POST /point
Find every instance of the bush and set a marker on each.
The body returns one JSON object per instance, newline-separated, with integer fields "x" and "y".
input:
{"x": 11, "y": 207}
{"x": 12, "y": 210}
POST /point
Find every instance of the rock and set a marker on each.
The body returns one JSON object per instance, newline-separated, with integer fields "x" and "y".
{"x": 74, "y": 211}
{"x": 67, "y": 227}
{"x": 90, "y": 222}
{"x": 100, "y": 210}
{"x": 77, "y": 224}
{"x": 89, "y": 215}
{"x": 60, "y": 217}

---+---

**Problem requirements**
All of the material above should be reproduced exactly.

**Solution for this exercise**
POST /point
Find every instance of the bush and set a marker on each.
The body returns one JSON object per instance, newline-separated, with integer fields "x" and "y".
input:
{"x": 11, "y": 207}
{"x": 12, "y": 210}
POST /point
Find every instance of the rock and set a marker on each.
The body returns one JSON object per instance, newline-separated, with integer fields "x" and "y".
{"x": 74, "y": 211}
{"x": 67, "y": 227}
{"x": 90, "y": 222}
{"x": 100, "y": 210}
{"x": 77, "y": 224}
{"x": 89, "y": 215}
{"x": 60, "y": 217}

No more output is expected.